One Of The Most Divisive Films This Year
Extinction is likely to be one of the most divisively received films this year. On the surface, Extinction’s clichéd tale about a family struggling to survive in the midst of an alien invasion. Under the surface there’s a completely different film at work, running parallel to the one we see which only surfaces during an almighty left-field plot twist which changes the entire complexion of the film. It’s here that people are either going to love or hate the way Extinction steers itself off the beaten track. An unresolved ending and some truly idiotic character decisions aside, Extinction does just enough to make itself a compelling watch but its plot twist ultimately offsets the pacing in an otherwise pretty good invasion film.

List of tasks —
1. In the review of Extinction, what is the family struggling to survive in the midst of?
2. Pick up the Extinction review where it stops and continue writing it.
None of the material after this point is needed.

(Extracted data entries)
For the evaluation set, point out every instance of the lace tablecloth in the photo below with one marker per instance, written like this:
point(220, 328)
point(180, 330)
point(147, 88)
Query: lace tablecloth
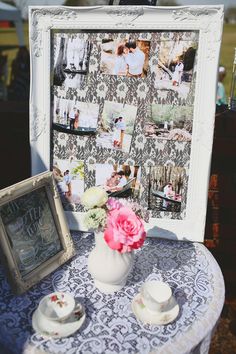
point(110, 326)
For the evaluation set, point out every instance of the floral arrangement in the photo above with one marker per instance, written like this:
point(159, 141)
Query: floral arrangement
point(120, 220)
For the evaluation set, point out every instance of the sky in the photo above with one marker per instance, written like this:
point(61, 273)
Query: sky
point(226, 3)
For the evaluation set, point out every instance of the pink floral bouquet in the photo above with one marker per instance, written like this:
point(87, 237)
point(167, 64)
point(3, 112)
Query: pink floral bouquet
point(121, 221)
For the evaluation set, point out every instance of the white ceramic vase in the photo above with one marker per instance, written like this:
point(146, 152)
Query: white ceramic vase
point(109, 268)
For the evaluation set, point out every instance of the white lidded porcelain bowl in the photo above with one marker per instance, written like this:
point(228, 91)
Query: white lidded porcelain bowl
point(56, 306)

Results for each task —
1. An alien invasion.

2.
After a brief introduction to the world, we catch up with Peter (Michael Peña), a man grappling with visions of an alien invasion while trying to keep his work/life balance in check. With his concerned wife Alice (Lizzy Caplan) and two children Hanna (Amelia Crouch) and Megan (Lilly Aspell) begging him to get medical help, the family find their world turned upside down when an alien invasion sends the world into chaos. From here on the film twists and turns its way from one action set piece to the next, sprinkling some tense altercations into the midst for good measure before unleashing a controversial plot twist late on before its climax.
For the purpose of this review we won’t divulge into details what this plot twist consists of but suffice to say it didn’t seem initially clear or hinted at during the film’s 90 minute run-time. However, having re-watched large chunks of the first half of the film, there are a few cleverly disguised hints at what’s to come but thanks to the editing and sound, it’s obscured behind the facade of what the film presents itself to be. Ultimately it’s this twist that will either make or break the film for you. Personally, the plot twist does just about work but it also feel very clichéd and well-trodden, especially given recent trends in works of fiction.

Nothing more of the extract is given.